What the task requires
Please turn the rows between the line holding "Find the wet" and the line holding "pixel 363 204", inclusive, into a numbered list, leaving out blank lines.

Data to process
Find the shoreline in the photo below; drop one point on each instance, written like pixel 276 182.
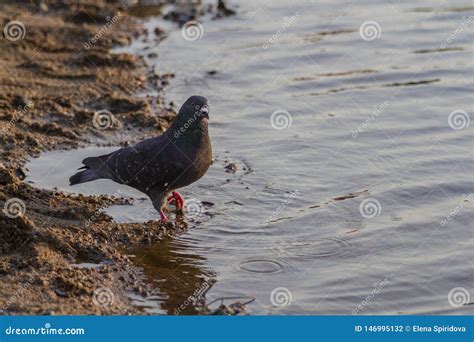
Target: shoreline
pixel 64 74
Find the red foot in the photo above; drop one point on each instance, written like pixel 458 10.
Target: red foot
pixel 164 218
pixel 179 201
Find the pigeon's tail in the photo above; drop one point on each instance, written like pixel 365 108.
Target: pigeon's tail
pixel 93 170
pixel 83 176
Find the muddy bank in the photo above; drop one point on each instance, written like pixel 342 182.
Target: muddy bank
pixel 61 88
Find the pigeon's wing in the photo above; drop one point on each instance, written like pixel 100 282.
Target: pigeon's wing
pixel 149 164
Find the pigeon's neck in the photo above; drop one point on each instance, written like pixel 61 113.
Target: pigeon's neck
pixel 194 134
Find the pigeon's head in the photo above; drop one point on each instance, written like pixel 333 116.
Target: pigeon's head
pixel 192 117
pixel 195 109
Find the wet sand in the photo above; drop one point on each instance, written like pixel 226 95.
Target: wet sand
pixel 54 77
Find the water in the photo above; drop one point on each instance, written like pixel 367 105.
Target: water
pixel 363 204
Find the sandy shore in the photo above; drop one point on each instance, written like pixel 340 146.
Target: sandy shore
pixel 54 77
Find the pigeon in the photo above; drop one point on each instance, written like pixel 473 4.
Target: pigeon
pixel 159 166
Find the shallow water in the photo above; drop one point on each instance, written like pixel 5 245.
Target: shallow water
pixel 369 130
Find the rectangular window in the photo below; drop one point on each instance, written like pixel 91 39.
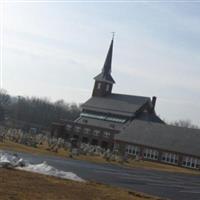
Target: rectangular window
pixel 133 150
pixel 86 130
pixel 68 127
pixel 170 158
pixel 106 134
pixel 150 154
pixel 190 162
pixel 98 86
pixel 96 132
pixel 107 87
pixel 77 129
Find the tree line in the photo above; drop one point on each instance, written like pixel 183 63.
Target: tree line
pixel 43 112
pixel 35 110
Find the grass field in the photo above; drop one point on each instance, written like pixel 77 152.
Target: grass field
pixel 7 145
pixel 20 185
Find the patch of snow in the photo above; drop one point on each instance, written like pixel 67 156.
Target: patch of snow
pixel 9 160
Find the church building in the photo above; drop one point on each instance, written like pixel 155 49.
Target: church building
pixel 129 123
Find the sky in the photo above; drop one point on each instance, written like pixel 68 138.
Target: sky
pixel 54 49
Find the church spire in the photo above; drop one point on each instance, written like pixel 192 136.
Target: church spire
pixel 104 81
pixel 105 75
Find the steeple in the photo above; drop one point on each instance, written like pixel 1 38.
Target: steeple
pixel 104 81
pixel 105 75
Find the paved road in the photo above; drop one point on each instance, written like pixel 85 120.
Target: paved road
pixel 167 185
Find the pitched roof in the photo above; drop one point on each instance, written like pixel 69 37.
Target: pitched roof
pixel 119 104
pixel 105 75
pixel 100 123
pixel 161 136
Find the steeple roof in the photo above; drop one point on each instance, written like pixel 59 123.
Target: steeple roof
pixel 105 75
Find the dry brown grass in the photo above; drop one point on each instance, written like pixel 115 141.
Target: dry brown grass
pixel 7 145
pixel 19 185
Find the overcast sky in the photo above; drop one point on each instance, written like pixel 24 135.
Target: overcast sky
pixel 54 49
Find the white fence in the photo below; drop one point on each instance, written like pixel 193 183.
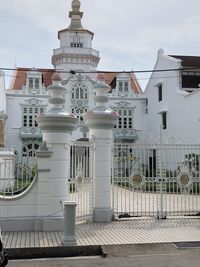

Exercise output
1. Find the wet sand in the photo above; drop one point on each instance, written like pixel 226 95.
2. Target: wet sand
3. pixel 54 77
4. Find the water in the photo above; drop one point on each instance, written like pixel 367 105.
5. Target: water
6. pixel 363 204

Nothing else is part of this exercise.